++++ LISTED RECORDS ++++

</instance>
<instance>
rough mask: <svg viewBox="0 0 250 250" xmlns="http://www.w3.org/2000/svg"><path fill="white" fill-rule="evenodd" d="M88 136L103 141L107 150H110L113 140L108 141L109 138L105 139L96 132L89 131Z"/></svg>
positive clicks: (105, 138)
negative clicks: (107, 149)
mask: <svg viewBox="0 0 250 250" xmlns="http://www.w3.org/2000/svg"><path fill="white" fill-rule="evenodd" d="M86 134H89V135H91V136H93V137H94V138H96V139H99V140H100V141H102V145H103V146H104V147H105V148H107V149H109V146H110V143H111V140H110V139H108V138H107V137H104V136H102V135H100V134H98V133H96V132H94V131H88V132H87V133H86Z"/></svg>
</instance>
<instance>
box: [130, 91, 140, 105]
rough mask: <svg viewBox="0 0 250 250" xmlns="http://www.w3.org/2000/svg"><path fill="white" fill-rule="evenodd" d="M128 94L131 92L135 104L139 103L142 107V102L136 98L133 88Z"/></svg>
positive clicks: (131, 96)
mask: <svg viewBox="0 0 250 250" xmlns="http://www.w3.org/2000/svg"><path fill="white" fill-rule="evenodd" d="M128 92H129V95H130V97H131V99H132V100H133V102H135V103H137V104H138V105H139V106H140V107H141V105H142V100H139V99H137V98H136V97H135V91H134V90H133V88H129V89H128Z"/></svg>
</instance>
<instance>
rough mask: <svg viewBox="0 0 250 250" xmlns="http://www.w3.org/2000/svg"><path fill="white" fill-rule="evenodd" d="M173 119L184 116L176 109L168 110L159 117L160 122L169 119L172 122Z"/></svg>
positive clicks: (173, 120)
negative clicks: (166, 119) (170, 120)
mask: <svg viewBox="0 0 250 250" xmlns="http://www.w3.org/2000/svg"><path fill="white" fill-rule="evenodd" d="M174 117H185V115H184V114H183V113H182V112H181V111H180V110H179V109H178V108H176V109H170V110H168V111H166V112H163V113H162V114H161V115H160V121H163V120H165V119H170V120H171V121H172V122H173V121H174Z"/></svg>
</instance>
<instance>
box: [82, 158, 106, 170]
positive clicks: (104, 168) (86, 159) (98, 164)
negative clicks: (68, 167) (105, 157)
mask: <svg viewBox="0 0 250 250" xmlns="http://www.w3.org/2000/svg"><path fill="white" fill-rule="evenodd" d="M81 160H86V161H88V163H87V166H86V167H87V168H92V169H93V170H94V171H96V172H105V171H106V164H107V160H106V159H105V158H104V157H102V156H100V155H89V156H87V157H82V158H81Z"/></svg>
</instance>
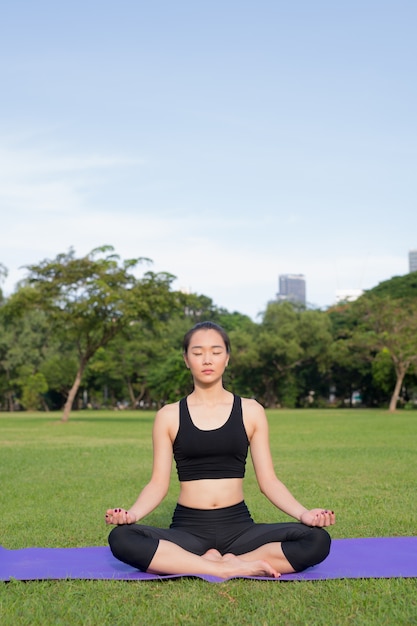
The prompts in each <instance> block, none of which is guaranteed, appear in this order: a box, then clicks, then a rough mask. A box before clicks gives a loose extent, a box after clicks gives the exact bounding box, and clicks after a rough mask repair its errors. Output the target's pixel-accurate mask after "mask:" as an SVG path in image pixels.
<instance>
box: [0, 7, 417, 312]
mask: <svg viewBox="0 0 417 626" xmlns="http://www.w3.org/2000/svg"><path fill="white" fill-rule="evenodd" d="M416 28H417V2H415V0H392V1H387V0H349V2H338V1H335V0H328V1H326V0H315V1H314V2H312V1H311V0H294V1H292V2H289V1H288V0H285V1H284V0H257V1H256V2H255V1H253V0H252V1H248V0H210V2H207V1H203V0H152V2H149V0H147V1H146V2H145V1H142V0H119V2H117V3H114V2H108V1H107V0H100V1H98V0H82V1H80V0H71V2H56V0H53V1H45V0H37V1H36V2H35V1H34V0H14V1H13V2H9V3H7V4H6V5H5V6H4V7H3V8H2V18H1V24H0V79H1V83H0V84H1V87H0V90H1V97H0V215H1V220H0V263H1V264H2V265H3V266H5V267H6V268H7V270H8V277H7V279H6V280H5V281H4V282H3V284H2V285H1V287H2V290H3V292H4V293H5V294H6V295H7V294H9V293H12V292H13V291H14V289H15V288H16V284H17V281H18V280H20V279H22V278H23V277H24V276H25V275H27V270H25V269H24V268H25V267H26V266H28V265H31V264H36V263H39V262H40V261H42V260H44V259H53V258H55V257H56V256H57V255H58V254H61V253H65V252H67V251H68V250H69V249H70V248H73V249H74V250H75V253H76V255H77V256H83V255H85V254H87V253H88V252H90V251H91V250H93V249H94V248H97V247H99V246H102V245H111V246H113V247H114V250H115V252H116V253H117V254H118V255H119V256H120V258H121V260H124V259H130V258H136V257H148V258H150V259H152V265H151V266H148V265H141V266H140V268H141V269H139V270H138V272H139V274H140V272H143V271H147V270H149V269H151V270H152V271H154V272H168V273H170V274H173V275H174V276H175V277H176V279H175V282H174V284H173V288H175V289H184V290H188V291H190V292H192V293H197V294H202V295H205V296H208V297H210V298H211V299H212V300H213V303H214V304H215V305H217V306H218V307H222V308H225V309H227V310H228V311H230V312H233V311H238V312H240V313H243V314H246V315H249V316H250V317H252V319H254V320H257V319H259V315H260V314H261V313H262V311H264V310H265V308H266V306H267V303H268V302H269V301H271V300H273V299H274V298H275V297H276V294H277V291H278V277H279V275H280V274H286V273H294V274H304V275H305V279H306V286H307V301H308V303H309V304H310V305H312V306H315V307H320V308H325V307H327V306H330V305H331V304H333V303H334V302H335V299H336V292H337V291H338V290H345V289H347V290H349V289H370V288H372V287H374V286H375V285H377V284H378V283H379V282H381V281H383V280H387V279H389V278H391V277H392V276H397V275H403V274H406V273H407V272H408V252H409V251H410V250H412V249H417V207H416V204H417V202H416V200H417V193H416V192H417V127H416V119H417V115H416V112H417V79H416V70H417V38H416V36H415V33H416Z"/></svg>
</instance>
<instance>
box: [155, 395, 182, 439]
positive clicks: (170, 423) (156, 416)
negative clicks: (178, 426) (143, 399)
mask: <svg viewBox="0 0 417 626" xmlns="http://www.w3.org/2000/svg"><path fill="white" fill-rule="evenodd" d="M178 426H179V402H173V403H172V404H165V406H163V407H162V408H160V409H159V411H158V412H157V414H156V415H155V422H154V428H155V431H158V432H162V431H165V432H168V433H169V435H170V437H171V439H174V438H175V435H176V433H177V431H178Z"/></svg>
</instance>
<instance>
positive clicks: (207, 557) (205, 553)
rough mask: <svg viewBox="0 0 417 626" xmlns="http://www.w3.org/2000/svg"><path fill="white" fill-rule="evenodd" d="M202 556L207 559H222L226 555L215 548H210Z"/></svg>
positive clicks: (207, 559) (217, 560) (211, 559)
mask: <svg viewBox="0 0 417 626" xmlns="http://www.w3.org/2000/svg"><path fill="white" fill-rule="evenodd" d="M201 558H202V559H206V560H207V561H221V560H222V559H223V558H224V557H222V555H221V554H220V552H219V551H218V550H216V549H215V548H210V550H207V552H205V553H204V554H202V555H201Z"/></svg>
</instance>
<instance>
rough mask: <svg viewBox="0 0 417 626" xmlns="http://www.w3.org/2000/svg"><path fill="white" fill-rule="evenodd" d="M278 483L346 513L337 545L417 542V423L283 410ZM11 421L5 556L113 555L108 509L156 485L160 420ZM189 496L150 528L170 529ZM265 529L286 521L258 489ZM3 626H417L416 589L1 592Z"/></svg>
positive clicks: (25, 585) (311, 500)
mask: <svg viewBox="0 0 417 626" xmlns="http://www.w3.org/2000/svg"><path fill="white" fill-rule="evenodd" d="M268 416H269V418H270V426H271V446H272V452H273V456H274V459H275V465H276V470H277V473H278V475H279V477H280V478H281V479H282V480H283V481H284V482H285V483H286V484H287V486H288V487H289V488H290V489H291V490H292V491H293V493H294V494H295V495H296V497H297V498H298V499H299V500H301V501H302V502H303V503H304V504H305V505H306V506H311V507H313V506H324V507H328V508H333V509H334V510H335V511H336V513H337V524H336V526H335V527H333V528H332V529H331V534H332V536H333V537H334V538H338V537H370V536H394V535H415V534H416V530H417V508H416V506H415V496H416V493H417V453H416V443H417V415H416V414H415V413H414V412H412V411H410V412H405V411H404V412H399V413H397V414H394V415H391V414H389V413H387V412H384V411H376V410H375V411H371V410H368V411H361V410H347V409H346V410H325V411H319V410H304V411H270V412H268ZM59 417H60V416H59V415H58V414H25V413H19V414H16V415H12V414H4V413H3V414H1V413H0V476H1V490H0V508H1V512H2V514H1V524H0V543H1V544H2V545H3V546H5V547H6V548H24V547H29V546H44V547H46V546H49V547H58V546H59V547H66V546H68V547H70V546H87V545H105V544H106V543H107V533H108V528H107V527H106V526H105V524H104V522H103V518H104V511H105V509H106V508H107V507H109V506H129V505H130V504H131V503H132V501H133V500H134V499H135V497H136V495H137V493H138V492H139V490H140V489H141V487H142V486H143V485H144V483H145V482H146V481H147V480H148V478H149V472H150V466H151V447H150V434H151V428H152V420H153V415H152V414H151V413H142V412H135V413H133V412H132V413H130V412H97V413H74V414H73V415H72V417H71V419H70V422H69V423H68V424H61V423H59V421H58V420H59ZM177 492H178V488H177V484H176V480H175V474H174V472H173V480H172V486H171V490H170V494H169V496H168V497H167V498H166V500H165V501H164V502H163V503H162V504H161V506H160V507H159V508H158V509H157V510H156V511H154V512H153V513H152V514H151V515H149V516H148V518H147V523H151V524H157V525H165V526H166V525H168V524H169V522H170V517H171V513H172V509H173V507H174V505H175V500H176V496H177ZM245 493H246V500H247V503H248V505H249V507H250V509H251V512H252V514H253V516H254V518H255V519H256V520H257V521H274V520H276V521H279V520H281V519H282V520H284V519H286V517H285V516H284V515H282V514H281V513H280V512H278V511H276V509H274V507H272V505H271V504H270V503H268V501H267V500H266V499H265V498H264V497H263V496H262V495H261V494H260V493H259V491H258V488H257V485H256V483H255V480H254V475H253V470H252V468H251V466H250V464H249V467H248V471H247V480H246V490H245ZM0 623H1V624H2V626H8V625H9V624H10V625H12V624H13V626H16V625H19V626H20V625H22V626H23V625H30V626H32V625H38V624H39V625H42V626H47V625H49V624H50V625H60V624H62V625H69V626H72V625H80V626H81V625H83V626H85V625H94V626H95V625H96V624H97V625H98V624H104V625H107V624H108V625H124V624H126V625H129V626H130V625H141V624H147V625H152V626H153V625H161V626H165V625H171V624H172V625H191V624H193V625H194V624H195V625H204V626H205V625H211V624H212V625H213V626H220V625H229V624H230V625H239V626H246V625H256V626H263V625H267V626H272V625H276V624H280V625H286V624H288V625H291V626H292V625H294V626H295V625H298V624H300V625H304V624H337V625H338V624H340V625H343V624H353V625H355V626H356V625H362V624H375V625H378V626H379V625H381V624H407V625H408V624H417V581H416V580H415V579H389V580H332V581H316V582H291V583H289V582H287V583H284V582H281V583H280V582H279V583H273V582H266V581H265V582H264V581H251V580H233V581H228V582H225V583H221V584H209V583H206V582H204V581H202V580H199V579H176V580H167V581H161V582H159V581H158V582H141V583H137V582H123V581H72V580H70V581H63V580H61V581H37V582H19V581H12V582H10V583H0Z"/></svg>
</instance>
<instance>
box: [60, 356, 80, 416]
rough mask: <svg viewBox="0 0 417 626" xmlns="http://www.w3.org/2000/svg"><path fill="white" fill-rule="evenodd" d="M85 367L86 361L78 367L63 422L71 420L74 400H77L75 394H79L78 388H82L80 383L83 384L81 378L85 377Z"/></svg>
mask: <svg viewBox="0 0 417 626" xmlns="http://www.w3.org/2000/svg"><path fill="white" fill-rule="evenodd" d="M84 368H85V363H81V364H80V367H79V368H78V372H77V375H76V376H75V380H74V384H73V385H72V387H71V389H70V392H69V394H68V398H67V401H66V402H65V405H64V412H63V414H62V417H61V422H68V420H69V415H70V413H71V409H72V405H73V403H74V400H75V396H76V395H77V391H78V389H79V388H80V385H81V379H82V377H83V372H84Z"/></svg>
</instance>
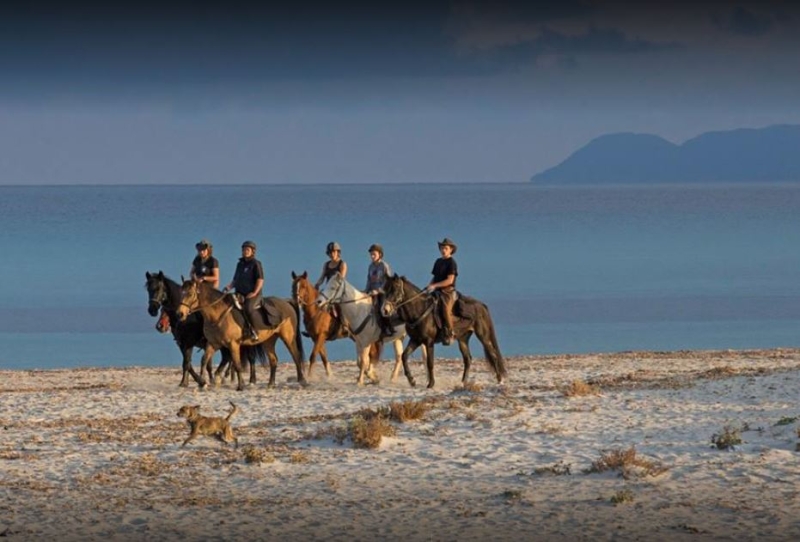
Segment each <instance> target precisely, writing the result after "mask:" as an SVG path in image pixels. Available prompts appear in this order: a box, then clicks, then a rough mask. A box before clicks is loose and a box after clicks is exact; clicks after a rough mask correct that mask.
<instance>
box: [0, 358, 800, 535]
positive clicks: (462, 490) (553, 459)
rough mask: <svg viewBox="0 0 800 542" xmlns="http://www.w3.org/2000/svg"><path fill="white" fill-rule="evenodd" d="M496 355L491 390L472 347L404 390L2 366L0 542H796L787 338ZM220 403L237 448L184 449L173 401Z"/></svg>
mask: <svg viewBox="0 0 800 542" xmlns="http://www.w3.org/2000/svg"><path fill="white" fill-rule="evenodd" d="M507 362H508V368H509V378H508V380H507V382H506V383H504V384H503V385H497V384H496V382H494V381H493V379H492V378H491V375H490V373H489V370H488V368H487V366H486V365H485V363H484V361H483V360H482V359H478V360H476V361H475V364H474V368H473V372H472V381H471V382H470V384H469V385H468V386H466V387H462V386H461V384H460V375H461V368H462V365H461V362H460V360H455V359H439V360H437V365H436V376H437V382H436V384H437V385H436V388H435V389H433V390H428V389H426V388H425V387H424V383H425V377H424V367H423V366H422V364H421V362H419V361H416V360H415V361H414V362H413V363H412V371H413V373H414V375H415V377H416V378H417V381H418V382H419V383H420V384H422V386H420V387H417V388H411V387H409V385H408V383H407V382H406V380H405V378H404V377H403V376H402V375H401V376H400V378H399V379H398V380H397V381H396V382H390V378H389V377H390V373H391V370H392V366H393V363H392V362H390V361H383V362H382V363H381V366H380V369H379V372H380V375H381V377H382V380H381V382H380V383H379V384H373V385H367V386H364V387H358V386H356V384H355V380H356V376H357V369H356V366H355V363H354V362H341V363H335V364H333V376H332V377H330V378H328V377H326V376H325V374H324V371H323V370H322V368H321V367H319V364H317V366H316V367H315V373H314V375H313V377H312V378H311V385H310V386H309V387H307V388H300V387H299V386H298V385H297V384H296V383H295V382H294V381H293V376H294V371H295V370H294V366H293V365H292V364H289V363H285V362H282V363H281V364H280V366H279V369H278V386H277V388H275V389H268V388H267V387H266V381H267V377H268V373H267V371H266V370H265V369H264V368H261V367H259V379H260V381H259V382H258V383H257V384H255V385H254V386H250V387H248V388H247V389H246V390H245V391H243V392H236V391H235V390H234V389H233V386H232V385H231V384H229V383H224V384H223V385H222V386H220V387H217V388H212V389H207V390H199V389H198V388H197V387H194V386H193V387H190V388H179V387H178V386H177V384H178V382H179V380H180V370H179V367H178V366H177V363H176V366H175V367H164V368H136V367H131V368H108V369H70V370H55V371H12V370H5V371H0V377H1V378H0V405H2V409H1V410H0V422H2V423H1V424H0V426H2V431H3V439H2V443H1V444H0V536H2V537H6V538H8V539H10V540H34V539H37V540H38V539H48V538H52V539H58V540H153V541H158V540H185V541H191V540H235V539H249V540H278V539H281V540H282V539H288V540H295V541H298V540H313V539H320V540H321V539H324V540H342V541H344V540H346V541H353V540H376V539H384V540H406V541H416V540H443V541H449V540H459V541H464V540H488V539H495V540H511V539H515V540H516V539H529V540H693V541H695V540H737V541H738V540H756V539H758V540H797V539H800V453H799V452H798V451H797V449H798V441H799V440H800V439H798V432H799V431H800V423H799V422H798V416H800V401H799V400H798V398H800V350H797V349H775V350H758V351H680V352H628V353H619V354H602V355H560V356H525V357H513V358H509V359H508V360H507ZM229 401H233V402H234V403H235V404H236V405H237V407H238V409H239V412H238V413H237V414H236V415H235V416H234V417H233V419H232V420H231V423H232V425H233V429H234V432H235V434H236V436H237V437H238V440H239V446H238V448H237V447H234V446H228V445H226V444H224V443H222V442H220V441H218V440H215V439H213V438H209V437H200V438H198V439H196V440H194V441H192V442H190V443H188V444H187V445H186V446H181V444H182V443H183V441H184V439H185V438H186V437H187V436H188V434H189V428H188V426H187V424H186V422H185V420H183V419H181V418H179V417H178V416H177V412H178V409H179V408H180V407H181V406H182V405H200V406H201V412H202V413H203V414H205V415H207V416H221V415H225V414H226V413H227V412H228V411H229V409H230V404H229ZM412 414H413V416H412ZM404 416H405V417H411V418H414V419H405V420H404V421H401V419H402V418H404ZM365 428H367V429H366V430H365ZM376 428H377V429H376ZM365 431H366V434H367V435H368V436H370V435H371V436H372V437H375V432H376V431H377V432H378V434H383V436H382V438H381V439H380V442H379V443H378V444H377V447H374V448H370V447H367V446H368V445H369V444H365V442H364V441H363V440H362V438H361V437H363V434H364V432H365ZM372 444H373V445H374V444H375V443H374V442H373V443H372Z"/></svg>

++++

EXERCISE DIRECTIONS – Using the entries above, output exactly the lines between the line holding "box: [155, 395, 182, 439]" and the line holding "556L207 559H222L226 555L215", end lines included, and nothing more.

REPLY –
box: [155, 395, 182, 439]
positive clicks: (170, 423) (156, 416)
negative clicks: (178, 426) (143, 399)
mask: <svg viewBox="0 0 417 626" xmlns="http://www.w3.org/2000/svg"><path fill="white" fill-rule="evenodd" d="M178 426H179V402H173V403H172V404H165V406H163V407H162V408H160V409H159V411H158V412H157V414H156V415H155V422H154V428H155V431H158V432H162V431H165V432H168V433H169V435H170V437H171V439H174V438H175V435H176V433H177V431H178Z"/></svg>
</instance>
<instance>
positive clicks: (207, 557) (205, 553)
rough mask: <svg viewBox="0 0 417 626" xmlns="http://www.w3.org/2000/svg"><path fill="white" fill-rule="evenodd" d="M202 556L207 559H222L226 555L215 548H210Z"/></svg>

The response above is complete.